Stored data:
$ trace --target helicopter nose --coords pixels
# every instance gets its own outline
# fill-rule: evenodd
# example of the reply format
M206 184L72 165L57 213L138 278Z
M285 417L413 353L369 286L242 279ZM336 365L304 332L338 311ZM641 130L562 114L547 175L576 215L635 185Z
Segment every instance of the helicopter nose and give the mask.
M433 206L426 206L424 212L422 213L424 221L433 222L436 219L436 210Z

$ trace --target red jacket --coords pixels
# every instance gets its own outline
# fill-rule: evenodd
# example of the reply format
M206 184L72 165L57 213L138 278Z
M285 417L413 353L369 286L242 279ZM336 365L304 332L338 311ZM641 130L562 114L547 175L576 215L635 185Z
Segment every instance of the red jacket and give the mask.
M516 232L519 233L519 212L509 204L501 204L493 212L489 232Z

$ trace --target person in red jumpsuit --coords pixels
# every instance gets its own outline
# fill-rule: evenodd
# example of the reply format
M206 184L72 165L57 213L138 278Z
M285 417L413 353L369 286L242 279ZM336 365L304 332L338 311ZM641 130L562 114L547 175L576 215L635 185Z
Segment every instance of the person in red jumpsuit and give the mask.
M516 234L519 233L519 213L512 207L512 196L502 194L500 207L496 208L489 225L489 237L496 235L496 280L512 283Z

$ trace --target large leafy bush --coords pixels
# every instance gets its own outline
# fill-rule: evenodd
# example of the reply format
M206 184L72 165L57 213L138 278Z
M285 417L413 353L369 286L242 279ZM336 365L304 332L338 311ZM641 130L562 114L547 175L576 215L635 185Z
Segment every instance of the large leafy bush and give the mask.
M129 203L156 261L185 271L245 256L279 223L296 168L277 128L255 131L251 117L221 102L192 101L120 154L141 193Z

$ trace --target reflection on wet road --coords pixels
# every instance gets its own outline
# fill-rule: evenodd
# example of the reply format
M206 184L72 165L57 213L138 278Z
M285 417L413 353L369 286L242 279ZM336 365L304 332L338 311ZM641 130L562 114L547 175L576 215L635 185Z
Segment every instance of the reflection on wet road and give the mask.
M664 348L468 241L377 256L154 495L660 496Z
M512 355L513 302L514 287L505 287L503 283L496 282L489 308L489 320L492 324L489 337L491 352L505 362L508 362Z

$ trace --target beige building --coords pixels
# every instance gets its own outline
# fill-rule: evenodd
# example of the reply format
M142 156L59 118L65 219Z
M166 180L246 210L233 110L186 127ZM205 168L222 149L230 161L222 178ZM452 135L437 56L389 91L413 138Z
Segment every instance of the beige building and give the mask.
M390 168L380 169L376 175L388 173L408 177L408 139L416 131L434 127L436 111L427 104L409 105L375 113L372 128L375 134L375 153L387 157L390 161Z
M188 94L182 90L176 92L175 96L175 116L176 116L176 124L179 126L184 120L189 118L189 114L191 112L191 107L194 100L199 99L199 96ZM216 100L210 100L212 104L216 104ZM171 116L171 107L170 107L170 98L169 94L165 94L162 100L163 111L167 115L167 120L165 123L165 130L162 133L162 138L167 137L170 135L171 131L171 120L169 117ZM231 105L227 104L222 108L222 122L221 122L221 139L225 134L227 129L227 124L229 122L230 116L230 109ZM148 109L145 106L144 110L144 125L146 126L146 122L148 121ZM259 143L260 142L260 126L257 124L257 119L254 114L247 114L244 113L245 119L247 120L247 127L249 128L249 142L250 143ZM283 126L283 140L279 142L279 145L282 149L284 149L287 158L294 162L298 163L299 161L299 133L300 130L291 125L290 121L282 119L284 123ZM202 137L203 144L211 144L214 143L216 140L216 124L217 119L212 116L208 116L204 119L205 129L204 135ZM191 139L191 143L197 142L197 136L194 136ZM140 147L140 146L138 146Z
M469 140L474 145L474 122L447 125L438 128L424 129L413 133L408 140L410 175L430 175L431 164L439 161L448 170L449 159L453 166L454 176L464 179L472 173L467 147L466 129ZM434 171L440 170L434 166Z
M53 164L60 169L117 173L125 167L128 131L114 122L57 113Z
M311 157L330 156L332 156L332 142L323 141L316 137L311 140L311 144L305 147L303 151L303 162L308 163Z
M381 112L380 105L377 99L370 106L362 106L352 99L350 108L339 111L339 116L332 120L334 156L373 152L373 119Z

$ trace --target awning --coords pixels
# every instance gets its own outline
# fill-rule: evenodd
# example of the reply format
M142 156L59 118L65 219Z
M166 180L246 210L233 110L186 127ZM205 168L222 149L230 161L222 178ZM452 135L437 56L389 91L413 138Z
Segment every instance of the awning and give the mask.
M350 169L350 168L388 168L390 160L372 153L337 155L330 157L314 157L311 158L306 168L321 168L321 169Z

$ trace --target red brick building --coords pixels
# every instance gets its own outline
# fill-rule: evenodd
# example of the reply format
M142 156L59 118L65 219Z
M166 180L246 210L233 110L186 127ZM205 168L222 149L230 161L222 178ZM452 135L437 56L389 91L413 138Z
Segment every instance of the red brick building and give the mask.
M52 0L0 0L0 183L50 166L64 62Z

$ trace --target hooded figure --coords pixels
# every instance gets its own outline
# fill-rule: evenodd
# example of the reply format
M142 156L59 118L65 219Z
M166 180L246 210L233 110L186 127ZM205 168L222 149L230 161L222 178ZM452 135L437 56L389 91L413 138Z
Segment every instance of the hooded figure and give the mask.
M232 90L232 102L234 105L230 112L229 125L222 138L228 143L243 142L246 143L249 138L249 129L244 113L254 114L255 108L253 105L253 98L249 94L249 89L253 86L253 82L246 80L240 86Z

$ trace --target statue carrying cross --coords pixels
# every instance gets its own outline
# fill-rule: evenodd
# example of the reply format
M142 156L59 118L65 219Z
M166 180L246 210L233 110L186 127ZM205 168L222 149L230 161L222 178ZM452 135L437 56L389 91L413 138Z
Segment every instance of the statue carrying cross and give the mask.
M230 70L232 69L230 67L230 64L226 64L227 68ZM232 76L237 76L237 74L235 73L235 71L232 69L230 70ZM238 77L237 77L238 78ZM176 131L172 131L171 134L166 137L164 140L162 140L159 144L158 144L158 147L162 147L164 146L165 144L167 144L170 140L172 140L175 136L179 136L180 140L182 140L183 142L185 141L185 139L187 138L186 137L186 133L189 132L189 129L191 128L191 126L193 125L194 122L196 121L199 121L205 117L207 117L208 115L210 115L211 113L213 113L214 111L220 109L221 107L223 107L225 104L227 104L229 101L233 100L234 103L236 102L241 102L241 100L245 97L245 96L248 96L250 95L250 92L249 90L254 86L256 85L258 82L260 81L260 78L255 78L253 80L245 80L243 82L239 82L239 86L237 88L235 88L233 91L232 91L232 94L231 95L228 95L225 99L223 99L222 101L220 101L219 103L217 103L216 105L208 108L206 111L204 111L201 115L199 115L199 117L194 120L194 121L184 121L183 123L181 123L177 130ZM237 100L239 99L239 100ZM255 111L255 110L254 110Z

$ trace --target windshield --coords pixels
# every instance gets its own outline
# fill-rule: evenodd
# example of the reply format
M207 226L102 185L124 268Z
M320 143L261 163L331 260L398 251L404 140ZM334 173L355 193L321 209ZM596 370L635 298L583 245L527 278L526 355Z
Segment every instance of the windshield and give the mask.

### Exercise goal:
Output the records above precisely.

### Result:
$ trace --target helicopter nose --coords pixels
# every instance gets its own outline
# fill-rule: evenodd
# example of the reply format
M206 184L72 165L57 213L138 278Z
M285 417L413 353L369 286L242 279ZM336 365L304 332L338 311ZM641 130L562 114L547 175L576 215L635 185Z
Segment every instance of the helicopter nose and give the mask.
M433 206L426 206L424 212L422 213L424 221L433 222L436 219L436 210Z

$ trace --target red jacket --coords pixels
# every instance gets its own outline
# fill-rule: evenodd
# example of the reply format
M206 184L72 165L57 213L138 278Z
M285 417L413 353L369 286L242 279ZM336 365L304 332L338 311ZM641 130L562 114L547 175L576 215L635 185Z
Segment every instance of the red jacket and give the mask.
M516 232L519 233L519 212L509 204L501 204L493 212L489 232Z

$ trace --target person in red jumpsuit --coords pixels
# every instance gets its own outline
# fill-rule: evenodd
# example of the reply format
M206 184L72 165L57 213L138 278Z
M285 417L413 353L369 286L242 279ZM336 365L304 332L338 311ZM641 130L562 114L547 175L576 215L635 185Z
Segment every instance of the person in red jumpsuit and give the mask.
M516 234L519 233L519 213L512 207L512 196L502 194L500 207L496 208L489 225L489 237L496 235L496 280L512 283Z

$ trace --target large leafy bush --coords pixels
# every instance gets its own outline
# fill-rule: evenodd
# example of the reply format
M206 184L72 165L57 213L138 278Z
M285 417L413 353L369 286L242 279ZM336 365L304 332L338 311ZM641 130L562 114L547 175L576 215L635 185Z
Segment every instance of the large leafy bush and give the mask.
M129 203L156 261L185 271L245 256L279 223L296 168L277 128L255 131L251 117L221 102L192 101L120 154L141 193Z

$ trace --target reflection on wet road --coords pixels
# every instance gets its own outline
# fill-rule: evenodd
# example of the reply format
M206 184L72 165L57 213L138 278Z
M285 417L413 353L369 286L242 279ZM336 365L304 332L338 311ZM641 130L562 114L547 175L576 215L635 185Z
Segment every instance of the reflection on wet road and give the mask.
M664 348L468 241L377 256L154 495L660 496Z
M512 355L513 302L514 287L505 287L503 283L496 282L489 308L489 320L492 324L489 337L491 352L505 362L508 362Z

$ trace --target beige building --coords pixels
# every instance gets its own outline
# fill-rule: evenodd
# example of the reply format
M142 156L59 118L65 219Z
M166 180L246 210L233 110L186 127ZM205 168L222 149L230 161L222 178ZM452 135L437 56L389 91L413 138Z
Segment every instance of the beige building and give the mask.
M390 168L380 169L376 175L388 173L408 177L408 139L416 131L434 127L436 111L427 104L409 105L375 113L372 128L375 134L375 153L387 157L390 161Z
M188 94L182 90L176 92L175 96L175 116L176 116L176 124L179 126L184 120L189 118L189 114L191 112L191 107L194 100L199 99L199 96ZM216 100L210 100L212 104L216 104ZM171 116L171 107L170 107L170 98L169 94L165 94L162 100L163 111L167 115L167 120L165 123L165 130L162 133L162 138L167 137L170 135L171 131L171 120L169 117ZM231 105L227 104L222 108L222 122L221 122L221 139L225 134L227 129L227 124L229 122L230 116L230 109ZM148 109L145 106L144 110L144 125L146 126L146 122L148 121ZM259 143L260 142L260 126L257 124L257 119L254 114L247 114L244 113L245 119L247 120L247 127L249 128L249 142L250 143ZM283 126L283 140L279 142L279 145L282 149L284 149L287 158L294 162L298 163L299 161L299 133L300 130L291 125L290 121L282 119L284 123ZM202 137L203 144L211 144L214 143L216 140L216 124L217 119L212 116L208 116L204 119L205 129L204 135ZM191 139L191 143L197 142L197 136L194 136ZM140 147L140 146L138 146Z
M469 140L474 145L474 122L447 125L438 128L424 129L413 133L408 140L410 175L430 175L431 164L439 161L448 170L449 159L453 166L454 176L464 179L472 173L467 147L466 129ZM434 171L440 170L434 166Z
M53 164L60 169L117 173L125 167L128 131L114 122L57 113Z
M311 157L330 156L332 156L332 142L323 141L316 137L311 140L311 144L305 147L303 151L303 162L308 163Z
M381 112L380 105L377 99L370 106L362 106L352 99L350 108L339 111L339 116L332 120L334 156L373 152L373 119Z

$ trace --target awning --coords pixels
# every instance gets its own outline
# fill-rule: evenodd
# example of the reply format
M142 156L59 118L65 219Z
M166 180L246 210L233 110L186 127ZM205 168L222 149L230 161L222 178ZM452 135L437 56L389 91L413 138Z
Segment every instance of the awning and give the mask.
M350 169L350 168L388 168L390 160L372 153L337 155L330 157L314 157L311 158L306 168L321 168L321 169Z

$ trace --target red brick building --coords pixels
# every instance gets its own outline
# fill-rule: evenodd
# example of the reply format
M142 156L59 118L65 219Z
M166 180L246 210L233 110L186 127ZM205 168L222 149L230 161L222 178ZM452 135L437 56L389 91L413 138Z
Segment every instance of the red brick building and give the mask.
M52 0L0 0L0 183L50 166L64 62Z

$ trace --target hooded figure --coords pixels
# every instance gets its own outline
# fill-rule: evenodd
# example of the reply format
M142 156L59 118L65 219Z
M166 180L246 210L233 110L186 127ZM205 168L222 149L230 161L222 178ZM452 135L437 56L389 91L413 138Z
Segment every instance of the hooded figure and give the mask.
M232 90L232 102L234 105L230 112L229 125L222 138L228 143L243 142L246 143L249 138L249 129L244 113L254 114L255 108L253 105L253 98L249 94L249 89L253 86L253 82L246 80L240 86Z

$ trace --target statue carrying cross --coords pixels
# every instance gets its own outline
# fill-rule: evenodd
# example of the reply format
M142 156L59 118L65 219Z
M166 180L246 210L233 110L186 127ZM205 168L222 149L230 161L222 178ZM452 135L437 56L389 91L413 138Z
Segment every instance of the statue carrying cross and give the mask.
M230 70L232 69L230 67L230 64L226 64L227 68ZM232 76L237 76L237 74L235 73L235 71L232 69L230 70ZM238 77L237 77L238 78ZM176 131L172 131L171 134L166 137L164 140L162 140L159 144L158 144L158 147L162 147L164 146L165 144L167 144L170 140L172 140L175 136L179 136L180 140L182 140L183 142L185 141L185 139L187 138L186 137L186 133L189 132L189 129L191 128L191 126L193 125L194 122L196 121L199 121L205 117L207 117L208 115L210 115L211 113L213 113L214 111L220 109L221 107L223 107L225 104L227 104L229 101L233 100L234 103L236 102L241 102L241 100L245 97L245 96L248 96L250 95L250 92L249 90L254 86L256 85L258 82L260 81L260 78L255 78L253 80L245 80L243 82L239 82L239 86L237 88L235 88L233 91L232 91L232 94L231 95L228 95L225 99L223 99L222 101L220 101L219 103L217 103L216 105L208 108L206 111L204 111L201 115L199 115L199 117L194 120L194 121L184 121L183 123L181 123L177 130ZM237 100L239 99L239 100ZM255 111L255 110L254 110Z

$ trace --target windshield --coords pixels
# every instance gets its own outline
# fill-rule: evenodd
# example of the reply format
M207 226L102 185L124 268Z
M320 143L261 163L331 260L398 251L404 140ZM334 173L355 193L321 209ZM596 370L635 298L583 245L527 278L526 355Z
Segment every instance of the windshield and give the mask.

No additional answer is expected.